■ What is being asked
Reproduce all of the data, making sure that no line differs from the original.

■ Entries shown
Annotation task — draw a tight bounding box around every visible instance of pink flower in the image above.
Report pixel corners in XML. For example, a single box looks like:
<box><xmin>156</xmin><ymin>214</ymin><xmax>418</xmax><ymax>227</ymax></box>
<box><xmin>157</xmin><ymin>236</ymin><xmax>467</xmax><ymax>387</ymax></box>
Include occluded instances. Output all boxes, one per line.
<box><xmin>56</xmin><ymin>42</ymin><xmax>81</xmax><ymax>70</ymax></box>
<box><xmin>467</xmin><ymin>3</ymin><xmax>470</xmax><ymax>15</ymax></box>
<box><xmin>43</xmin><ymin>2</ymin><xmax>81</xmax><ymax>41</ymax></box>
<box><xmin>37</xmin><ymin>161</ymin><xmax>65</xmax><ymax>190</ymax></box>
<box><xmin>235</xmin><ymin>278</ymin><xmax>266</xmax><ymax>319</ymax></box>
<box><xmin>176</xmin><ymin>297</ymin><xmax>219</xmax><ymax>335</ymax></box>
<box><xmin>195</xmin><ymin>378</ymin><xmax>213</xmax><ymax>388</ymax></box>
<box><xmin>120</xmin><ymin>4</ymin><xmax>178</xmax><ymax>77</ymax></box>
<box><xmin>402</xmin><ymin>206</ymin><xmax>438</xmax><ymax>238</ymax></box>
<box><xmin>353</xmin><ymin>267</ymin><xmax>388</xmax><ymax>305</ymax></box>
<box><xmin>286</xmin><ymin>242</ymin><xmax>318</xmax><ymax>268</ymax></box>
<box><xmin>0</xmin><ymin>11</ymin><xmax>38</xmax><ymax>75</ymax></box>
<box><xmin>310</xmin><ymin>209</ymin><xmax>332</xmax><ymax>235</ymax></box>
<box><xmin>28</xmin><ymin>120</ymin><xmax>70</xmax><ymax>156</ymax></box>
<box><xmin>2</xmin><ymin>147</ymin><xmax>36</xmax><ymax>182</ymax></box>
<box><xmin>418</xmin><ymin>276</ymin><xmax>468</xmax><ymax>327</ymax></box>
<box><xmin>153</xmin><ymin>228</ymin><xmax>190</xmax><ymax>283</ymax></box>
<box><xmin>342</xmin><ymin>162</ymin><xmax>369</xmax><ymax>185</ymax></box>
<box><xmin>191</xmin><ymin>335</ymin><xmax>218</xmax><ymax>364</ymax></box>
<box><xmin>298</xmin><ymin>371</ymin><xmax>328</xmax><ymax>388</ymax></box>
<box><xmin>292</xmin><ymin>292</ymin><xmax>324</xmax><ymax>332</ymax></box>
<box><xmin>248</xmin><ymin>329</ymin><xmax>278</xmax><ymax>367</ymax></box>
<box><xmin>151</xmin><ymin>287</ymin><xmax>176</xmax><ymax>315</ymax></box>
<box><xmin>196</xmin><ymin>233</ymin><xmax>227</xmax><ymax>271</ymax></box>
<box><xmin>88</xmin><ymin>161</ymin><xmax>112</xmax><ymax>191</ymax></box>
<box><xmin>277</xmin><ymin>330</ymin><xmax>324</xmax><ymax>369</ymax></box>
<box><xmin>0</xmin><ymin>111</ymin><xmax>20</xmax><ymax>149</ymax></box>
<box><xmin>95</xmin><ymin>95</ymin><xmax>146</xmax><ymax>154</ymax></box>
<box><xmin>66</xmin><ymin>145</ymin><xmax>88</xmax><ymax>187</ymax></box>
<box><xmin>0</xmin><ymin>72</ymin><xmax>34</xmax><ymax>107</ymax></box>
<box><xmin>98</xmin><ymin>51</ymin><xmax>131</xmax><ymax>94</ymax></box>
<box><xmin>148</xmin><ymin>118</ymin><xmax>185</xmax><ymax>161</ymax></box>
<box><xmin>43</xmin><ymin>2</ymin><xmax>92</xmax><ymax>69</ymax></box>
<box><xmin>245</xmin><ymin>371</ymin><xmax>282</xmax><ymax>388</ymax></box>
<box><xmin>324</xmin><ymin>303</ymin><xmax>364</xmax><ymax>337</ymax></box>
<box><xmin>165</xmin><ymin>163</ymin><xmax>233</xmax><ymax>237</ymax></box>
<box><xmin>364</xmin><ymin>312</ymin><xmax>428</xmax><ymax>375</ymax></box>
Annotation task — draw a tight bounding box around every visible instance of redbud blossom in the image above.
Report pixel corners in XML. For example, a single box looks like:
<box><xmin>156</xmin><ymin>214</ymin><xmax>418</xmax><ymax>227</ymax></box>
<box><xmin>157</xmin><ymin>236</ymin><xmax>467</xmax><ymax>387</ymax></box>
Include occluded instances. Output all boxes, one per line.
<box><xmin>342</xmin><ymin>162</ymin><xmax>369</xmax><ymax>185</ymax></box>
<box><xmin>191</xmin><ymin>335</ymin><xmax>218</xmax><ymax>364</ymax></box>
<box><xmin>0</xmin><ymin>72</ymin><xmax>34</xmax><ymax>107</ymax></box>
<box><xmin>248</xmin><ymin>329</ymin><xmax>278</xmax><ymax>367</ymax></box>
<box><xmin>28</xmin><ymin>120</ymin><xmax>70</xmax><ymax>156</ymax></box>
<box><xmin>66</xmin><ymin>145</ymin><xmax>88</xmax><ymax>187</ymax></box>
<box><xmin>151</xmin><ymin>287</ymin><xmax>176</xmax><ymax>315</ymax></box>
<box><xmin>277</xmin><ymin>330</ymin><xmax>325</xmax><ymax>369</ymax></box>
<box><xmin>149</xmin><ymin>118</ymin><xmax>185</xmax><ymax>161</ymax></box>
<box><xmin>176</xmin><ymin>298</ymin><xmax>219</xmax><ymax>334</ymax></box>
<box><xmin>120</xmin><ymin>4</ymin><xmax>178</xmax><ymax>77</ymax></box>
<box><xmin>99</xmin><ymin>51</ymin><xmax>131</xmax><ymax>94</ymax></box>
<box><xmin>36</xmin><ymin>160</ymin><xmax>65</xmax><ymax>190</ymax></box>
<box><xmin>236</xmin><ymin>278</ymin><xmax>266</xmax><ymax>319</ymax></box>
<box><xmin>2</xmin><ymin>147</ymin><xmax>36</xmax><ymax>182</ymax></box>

■ Exercise result
Annotation task — draw a tight bounding box around every visible instance of pink flower in the image above.
Report pixel corners in XML. For example, a single box looks like:
<box><xmin>156</xmin><ymin>214</ymin><xmax>418</xmax><ymax>227</ymax></box>
<box><xmin>157</xmin><ymin>236</ymin><xmax>467</xmax><ymax>387</ymax></box>
Include occluded instances. Output all boxes, one per line.
<box><xmin>56</xmin><ymin>42</ymin><xmax>81</xmax><ymax>70</ymax></box>
<box><xmin>467</xmin><ymin>3</ymin><xmax>470</xmax><ymax>15</ymax></box>
<box><xmin>43</xmin><ymin>2</ymin><xmax>81</xmax><ymax>41</ymax></box>
<box><xmin>37</xmin><ymin>161</ymin><xmax>65</xmax><ymax>190</ymax></box>
<box><xmin>235</xmin><ymin>278</ymin><xmax>266</xmax><ymax>319</ymax></box>
<box><xmin>176</xmin><ymin>297</ymin><xmax>219</xmax><ymax>335</ymax></box>
<box><xmin>195</xmin><ymin>378</ymin><xmax>213</xmax><ymax>388</ymax></box>
<box><xmin>120</xmin><ymin>4</ymin><xmax>178</xmax><ymax>77</ymax></box>
<box><xmin>402</xmin><ymin>206</ymin><xmax>438</xmax><ymax>238</ymax></box>
<box><xmin>353</xmin><ymin>267</ymin><xmax>388</xmax><ymax>305</ymax></box>
<box><xmin>286</xmin><ymin>242</ymin><xmax>318</xmax><ymax>268</ymax></box>
<box><xmin>0</xmin><ymin>11</ymin><xmax>38</xmax><ymax>75</ymax></box>
<box><xmin>310</xmin><ymin>209</ymin><xmax>332</xmax><ymax>235</ymax></box>
<box><xmin>28</xmin><ymin>120</ymin><xmax>70</xmax><ymax>156</ymax></box>
<box><xmin>2</xmin><ymin>147</ymin><xmax>36</xmax><ymax>182</ymax></box>
<box><xmin>418</xmin><ymin>276</ymin><xmax>468</xmax><ymax>327</ymax></box>
<box><xmin>153</xmin><ymin>228</ymin><xmax>190</xmax><ymax>283</ymax></box>
<box><xmin>342</xmin><ymin>162</ymin><xmax>369</xmax><ymax>185</ymax></box>
<box><xmin>191</xmin><ymin>335</ymin><xmax>218</xmax><ymax>364</ymax></box>
<box><xmin>298</xmin><ymin>371</ymin><xmax>328</xmax><ymax>388</ymax></box>
<box><xmin>292</xmin><ymin>292</ymin><xmax>324</xmax><ymax>332</ymax></box>
<box><xmin>248</xmin><ymin>329</ymin><xmax>278</xmax><ymax>367</ymax></box>
<box><xmin>151</xmin><ymin>287</ymin><xmax>176</xmax><ymax>315</ymax></box>
<box><xmin>196</xmin><ymin>233</ymin><xmax>227</xmax><ymax>271</ymax></box>
<box><xmin>88</xmin><ymin>161</ymin><xmax>112</xmax><ymax>191</ymax></box>
<box><xmin>277</xmin><ymin>330</ymin><xmax>324</xmax><ymax>369</ymax></box>
<box><xmin>0</xmin><ymin>111</ymin><xmax>20</xmax><ymax>149</ymax></box>
<box><xmin>95</xmin><ymin>95</ymin><xmax>146</xmax><ymax>154</ymax></box>
<box><xmin>66</xmin><ymin>145</ymin><xmax>88</xmax><ymax>187</ymax></box>
<box><xmin>0</xmin><ymin>72</ymin><xmax>34</xmax><ymax>107</ymax></box>
<box><xmin>98</xmin><ymin>51</ymin><xmax>131</xmax><ymax>94</ymax></box>
<box><xmin>148</xmin><ymin>118</ymin><xmax>185</xmax><ymax>161</ymax></box>
<box><xmin>43</xmin><ymin>2</ymin><xmax>92</xmax><ymax>69</ymax></box>
<box><xmin>245</xmin><ymin>371</ymin><xmax>282</xmax><ymax>388</ymax></box>
<box><xmin>324</xmin><ymin>303</ymin><xmax>364</xmax><ymax>337</ymax></box>
<box><xmin>165</xmin><ymin>163</ymin><xmax>233</xmax><ymax>237</ymax></box>
<box><xmin>364</xmin><ymin>312</ymin><xmax>428</xmax><ymax>375</ymax></box>
Annotation task — draw a tight bounding box around every visible instance of redbud blossom in the image above.
Report pixel corners in XML. For example, a single box looks like:
<box><xmin>156</xmin><ymin>214</ymin><xmax>418</xmax><ymax>227</ymax></box>
<box><xmin>157</xmin><ymin>236</ymin><xmax>467</xmax><ymax>387</ymax></box>
Include occluded instances. Output all boxes, one per line.
<box><xmin>342</xmin><ymin>162</ymin><xmax>369</xmax><ymax>185</ymax></box>
<box><xmin>191</xmin><ymin>335</ymin><xmax>218</xmax><ymax>364</ymax></box>
<box><xmin>0</xmin><ymin>72</ymin><xmax>34</xmax><ymax>107</ymax></box>
<box><xmin>248</xmin><ymin>329</ymin><xmax>278</xmax><ymax>367</ymax></box>
<box><xmin>28</xmin><ymin>120</ymin><xmax>70</xmax><ymax>156</ymax></box>
<box><xmin>66</xmin><ymin>145</ymin><xmax>88</xmax><ymax>187</ymax></box>
<box><xmin>151</xmin><ymin>287</ymin><xmax>176</xmax><ymax>315</ymax></box>
<box><xmin>277</xmin><ymin>330</ymin><xmax>325</xmax><ymax>369</ymax></box>
<box><xmin>149</xmin><ymin>118</ymin><xmax>185</xmax><ymax>161</ymax></box>
<box><xmin>176</xmin><ymin>298</ymin><xmax>219</xmax><ymax>334</ymax></box>
<box><xmin>120</xmin><ymin>4</ymin><xmax>178</xmax><ymax>77</ymax></box>
<box><xmin>99</xmin><ymin>51</ymin><xmax>131</xmax><ymax>94</ymax></box>
<box><xmin>36</xmin><ymin>160</ymin><xmax>65</xmax><ymax>190</ymax></box>
<box><xmin>236</xmin><ymin>278</ymin><xmax>266</xmax><ymax>319</ymax></box>
<box><xmin>2</xmin><ymin>147</ymin><xmax>36</xmax><ymax>182</ymax></box>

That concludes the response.